Spectroscopy and Electron Transfer Dynamics of Blue Copper Proteins

Electron transfer is one of the most crucial reactions in biochemistry and the efficient and controlled transfer of electrons is crucial to living organisms. Metalloproteins with copper centres are particularly effective at performing electron transfer and understanding the link between structure and function of proteins lies at the heart of much biochemical and biophysical research. We propose a programme of research that interleaves novel theoretical developments (at Nottingham and Warwick) with new experiments (at Nottingham) to build a detailed understanding of the function of blue copper proteins, such as plastocyanin. Model complexes of the active site will be generated in the gas-phase and their spectroscopy measured. Adopting this approach will allow the oxidised and reduced forms of the active site to be studied directly, and will furnish information on how the presence of the coordinating ligands modulates the behaviour of the active site. Building on this, we plan to design complexes with tunable spectroscopic properties. The application of quantum chemical methods to study biological processes is without doubt an area of research that will grow rapidly in the near future. Molecular dynamics simulations within a quantum mechanics/molecular mechanics framework will be performed for the oxidised and reduced forms of the protein, and extended to the ligand-to-metal charge transfer state of the oxidised form. These simulations will form the basis for the development of force fields that will be used to study the charge transfer process and establish the form of the entatic state of the protein directly.

Work task 1:
Answer these questions about the blue copper protein text:
(a) Which two places will carry out the theoretical developments?
(b) In what phase will the model complexes of the active site be generated?
(c) Beyond the oxidized and reduced forms of the protein, to what state will the molecular dynamics simulations be extended?
Work task 2:
Pick up the text on blue copper proteins after its final sentence and carry it forward.

Data extract:
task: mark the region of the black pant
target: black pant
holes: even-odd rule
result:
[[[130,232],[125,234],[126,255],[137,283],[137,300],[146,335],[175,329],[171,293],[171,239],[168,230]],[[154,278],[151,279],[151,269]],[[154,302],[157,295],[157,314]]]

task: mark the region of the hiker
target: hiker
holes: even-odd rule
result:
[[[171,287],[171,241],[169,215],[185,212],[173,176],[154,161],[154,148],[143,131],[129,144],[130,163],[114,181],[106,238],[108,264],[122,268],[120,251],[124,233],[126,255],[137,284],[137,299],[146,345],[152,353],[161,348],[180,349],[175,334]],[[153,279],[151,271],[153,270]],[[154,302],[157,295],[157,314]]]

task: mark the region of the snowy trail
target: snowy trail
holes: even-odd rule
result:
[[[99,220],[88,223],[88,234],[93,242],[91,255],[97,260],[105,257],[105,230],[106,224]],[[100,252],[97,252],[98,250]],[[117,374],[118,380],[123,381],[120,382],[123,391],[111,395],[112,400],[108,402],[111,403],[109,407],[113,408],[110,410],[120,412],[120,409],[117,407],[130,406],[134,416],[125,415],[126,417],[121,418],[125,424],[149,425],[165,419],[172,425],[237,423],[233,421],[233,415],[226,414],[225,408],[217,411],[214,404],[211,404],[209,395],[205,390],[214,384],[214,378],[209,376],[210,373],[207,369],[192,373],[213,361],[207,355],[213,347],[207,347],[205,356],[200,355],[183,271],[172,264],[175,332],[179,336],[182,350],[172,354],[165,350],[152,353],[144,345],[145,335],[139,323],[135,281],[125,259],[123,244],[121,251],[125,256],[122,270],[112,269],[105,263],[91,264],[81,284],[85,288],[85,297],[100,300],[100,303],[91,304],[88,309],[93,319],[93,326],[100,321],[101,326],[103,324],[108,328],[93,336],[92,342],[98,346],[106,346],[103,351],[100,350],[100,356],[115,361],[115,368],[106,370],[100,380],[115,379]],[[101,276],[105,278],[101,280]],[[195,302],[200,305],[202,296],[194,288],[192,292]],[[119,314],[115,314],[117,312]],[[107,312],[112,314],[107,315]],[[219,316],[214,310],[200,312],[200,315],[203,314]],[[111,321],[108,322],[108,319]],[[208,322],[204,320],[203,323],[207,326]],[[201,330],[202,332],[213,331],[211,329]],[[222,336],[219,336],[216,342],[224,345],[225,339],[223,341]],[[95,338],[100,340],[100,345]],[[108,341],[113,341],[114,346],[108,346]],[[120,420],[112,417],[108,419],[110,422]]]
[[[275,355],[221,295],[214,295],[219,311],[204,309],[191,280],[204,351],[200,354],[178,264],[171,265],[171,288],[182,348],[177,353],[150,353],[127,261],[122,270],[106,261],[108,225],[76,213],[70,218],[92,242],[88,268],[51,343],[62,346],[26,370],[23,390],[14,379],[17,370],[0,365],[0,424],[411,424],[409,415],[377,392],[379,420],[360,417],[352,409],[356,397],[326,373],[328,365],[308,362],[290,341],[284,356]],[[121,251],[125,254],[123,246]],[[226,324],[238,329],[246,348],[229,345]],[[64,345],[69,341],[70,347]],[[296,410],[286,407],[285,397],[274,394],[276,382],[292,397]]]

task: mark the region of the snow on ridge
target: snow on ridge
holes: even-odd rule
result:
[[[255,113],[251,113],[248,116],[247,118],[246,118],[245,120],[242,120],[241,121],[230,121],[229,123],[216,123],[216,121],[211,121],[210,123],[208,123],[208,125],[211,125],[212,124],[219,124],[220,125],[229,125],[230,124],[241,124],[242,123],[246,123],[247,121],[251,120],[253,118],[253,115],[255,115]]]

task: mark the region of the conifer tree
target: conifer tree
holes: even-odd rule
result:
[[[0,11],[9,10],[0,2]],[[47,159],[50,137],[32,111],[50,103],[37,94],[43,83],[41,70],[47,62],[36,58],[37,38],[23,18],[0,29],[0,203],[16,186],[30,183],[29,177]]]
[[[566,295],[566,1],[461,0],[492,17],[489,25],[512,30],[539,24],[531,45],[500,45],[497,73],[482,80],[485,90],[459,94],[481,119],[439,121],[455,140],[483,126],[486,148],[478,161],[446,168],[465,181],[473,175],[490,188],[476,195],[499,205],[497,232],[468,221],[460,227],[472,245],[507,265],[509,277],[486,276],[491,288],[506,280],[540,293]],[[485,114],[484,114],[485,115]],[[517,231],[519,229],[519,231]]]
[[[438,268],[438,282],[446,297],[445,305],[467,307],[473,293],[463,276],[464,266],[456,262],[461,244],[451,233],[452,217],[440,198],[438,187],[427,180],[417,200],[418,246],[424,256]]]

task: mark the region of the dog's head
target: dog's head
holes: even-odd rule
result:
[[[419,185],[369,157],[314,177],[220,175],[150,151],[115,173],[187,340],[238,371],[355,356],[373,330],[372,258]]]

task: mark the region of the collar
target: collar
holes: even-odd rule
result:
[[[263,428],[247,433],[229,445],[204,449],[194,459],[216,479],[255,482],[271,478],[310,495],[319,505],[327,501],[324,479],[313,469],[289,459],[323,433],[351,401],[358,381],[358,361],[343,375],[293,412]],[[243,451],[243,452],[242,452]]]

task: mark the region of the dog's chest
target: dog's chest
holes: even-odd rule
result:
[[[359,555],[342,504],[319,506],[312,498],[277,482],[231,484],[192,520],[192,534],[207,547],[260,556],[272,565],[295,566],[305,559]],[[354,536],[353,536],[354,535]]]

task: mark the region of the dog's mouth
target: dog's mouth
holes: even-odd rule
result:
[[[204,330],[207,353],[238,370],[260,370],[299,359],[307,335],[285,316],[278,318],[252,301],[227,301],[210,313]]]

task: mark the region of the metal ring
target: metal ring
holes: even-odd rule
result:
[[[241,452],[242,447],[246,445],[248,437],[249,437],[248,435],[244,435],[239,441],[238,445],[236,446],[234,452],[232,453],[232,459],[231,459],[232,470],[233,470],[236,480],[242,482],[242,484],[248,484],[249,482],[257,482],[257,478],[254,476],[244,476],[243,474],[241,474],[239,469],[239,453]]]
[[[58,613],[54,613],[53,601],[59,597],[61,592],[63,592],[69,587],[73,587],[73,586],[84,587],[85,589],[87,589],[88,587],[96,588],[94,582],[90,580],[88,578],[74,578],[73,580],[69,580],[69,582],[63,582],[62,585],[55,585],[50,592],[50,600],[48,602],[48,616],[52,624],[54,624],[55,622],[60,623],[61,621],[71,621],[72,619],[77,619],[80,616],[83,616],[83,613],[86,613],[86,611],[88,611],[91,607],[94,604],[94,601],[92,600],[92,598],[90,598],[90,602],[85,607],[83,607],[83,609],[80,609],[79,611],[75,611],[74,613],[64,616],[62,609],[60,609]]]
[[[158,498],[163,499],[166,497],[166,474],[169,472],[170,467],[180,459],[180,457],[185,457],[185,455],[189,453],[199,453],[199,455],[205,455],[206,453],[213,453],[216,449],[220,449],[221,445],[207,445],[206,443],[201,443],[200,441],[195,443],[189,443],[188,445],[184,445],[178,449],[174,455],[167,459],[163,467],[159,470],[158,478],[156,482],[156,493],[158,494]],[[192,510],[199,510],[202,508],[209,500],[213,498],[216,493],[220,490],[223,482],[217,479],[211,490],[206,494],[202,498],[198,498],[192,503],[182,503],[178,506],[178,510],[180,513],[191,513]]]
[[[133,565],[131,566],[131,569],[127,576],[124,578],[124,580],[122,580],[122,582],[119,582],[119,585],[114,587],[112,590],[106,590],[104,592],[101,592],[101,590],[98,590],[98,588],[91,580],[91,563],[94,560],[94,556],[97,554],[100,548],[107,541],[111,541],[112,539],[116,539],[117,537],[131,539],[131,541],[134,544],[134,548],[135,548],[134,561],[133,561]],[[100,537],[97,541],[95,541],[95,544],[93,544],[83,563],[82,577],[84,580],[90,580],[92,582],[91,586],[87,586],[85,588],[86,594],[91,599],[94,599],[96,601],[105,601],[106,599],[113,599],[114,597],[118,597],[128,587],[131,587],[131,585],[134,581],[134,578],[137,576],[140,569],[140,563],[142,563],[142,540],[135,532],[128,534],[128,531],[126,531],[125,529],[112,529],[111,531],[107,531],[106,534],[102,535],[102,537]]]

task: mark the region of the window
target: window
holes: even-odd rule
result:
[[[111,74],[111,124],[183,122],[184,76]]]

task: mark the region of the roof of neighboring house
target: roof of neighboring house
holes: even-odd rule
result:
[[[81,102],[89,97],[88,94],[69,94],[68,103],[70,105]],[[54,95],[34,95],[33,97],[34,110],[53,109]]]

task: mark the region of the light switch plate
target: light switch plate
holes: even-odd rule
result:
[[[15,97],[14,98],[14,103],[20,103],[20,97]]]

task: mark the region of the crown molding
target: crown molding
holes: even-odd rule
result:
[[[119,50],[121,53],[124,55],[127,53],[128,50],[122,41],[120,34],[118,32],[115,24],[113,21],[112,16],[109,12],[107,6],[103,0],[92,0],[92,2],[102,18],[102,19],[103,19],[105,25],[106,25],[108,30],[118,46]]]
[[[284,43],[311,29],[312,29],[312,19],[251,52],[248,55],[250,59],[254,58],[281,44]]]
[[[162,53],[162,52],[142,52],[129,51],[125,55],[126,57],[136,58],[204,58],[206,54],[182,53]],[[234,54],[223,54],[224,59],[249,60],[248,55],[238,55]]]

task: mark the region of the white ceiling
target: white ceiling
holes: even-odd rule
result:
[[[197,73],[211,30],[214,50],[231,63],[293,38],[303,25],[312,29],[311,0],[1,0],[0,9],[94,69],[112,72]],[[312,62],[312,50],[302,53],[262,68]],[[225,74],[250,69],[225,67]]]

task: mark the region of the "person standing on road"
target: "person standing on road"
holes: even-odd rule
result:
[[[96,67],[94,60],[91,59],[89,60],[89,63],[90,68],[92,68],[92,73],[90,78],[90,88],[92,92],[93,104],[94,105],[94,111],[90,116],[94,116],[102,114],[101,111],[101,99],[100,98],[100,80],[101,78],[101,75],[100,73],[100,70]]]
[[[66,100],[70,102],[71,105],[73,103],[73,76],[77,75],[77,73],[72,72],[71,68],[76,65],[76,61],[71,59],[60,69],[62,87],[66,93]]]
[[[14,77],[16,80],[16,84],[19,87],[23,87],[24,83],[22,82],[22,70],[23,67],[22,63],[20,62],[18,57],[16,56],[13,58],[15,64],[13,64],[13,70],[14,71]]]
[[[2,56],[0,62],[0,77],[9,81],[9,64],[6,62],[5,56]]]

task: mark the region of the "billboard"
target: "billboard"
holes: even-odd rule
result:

Final answer 1:
(a) Nottingham and Warwick.
(b) The gas phase.
(c) The ligand-to-metal charge transfer state of the oxidized form.

Final answer 2:
This proposal addresses a problem of fundamental biological importance. Blue copper proteins are crucial in processes such as photosynthesis, and this role coupled with their unusual spectroscopic properties has made them fascinating to researchers in both biology and chemistry. This is reflected in the large number of research publications concerning blue copper proteins. To date, the vast majority of spectroscopic work in these proteins has focused on the oxidised form. We propose to use model complexes as a basis to study both the oxidised and reduced forms, which are of equal importance for the redox chemistry of the protein. This work is interleaved with theoretical simulation of the dynamics of the protein and modelling of the charge transfer function of the proteins. Overall, this will elucidate the function of these proteins at an unprecedented level and will be of great interest to the large numbers of researchers working in this area. The research will yield outcomes of more general importance. The theoretical methods will establish a new approach to studying ab initio molecular dynamics simulations in an excited state and also provide new force fields that can be used to study the dynamics of these systems. More generally, the work will detail an approach to building force fields that can be applied to metalloproteins, which are prevalent throughout biology. Further afield, copper redox chemistry lies at the heart of 'Click chemistry', which is becoming of increasing importance in organic synthesis and drug discovery, and has an emphasis on efficient synthetic reactions with benign biproducts. Examining in detail the interaction of copper in different oxidation states with different ligands will provide physical insight into the chemical processes underpinning Click chemistry.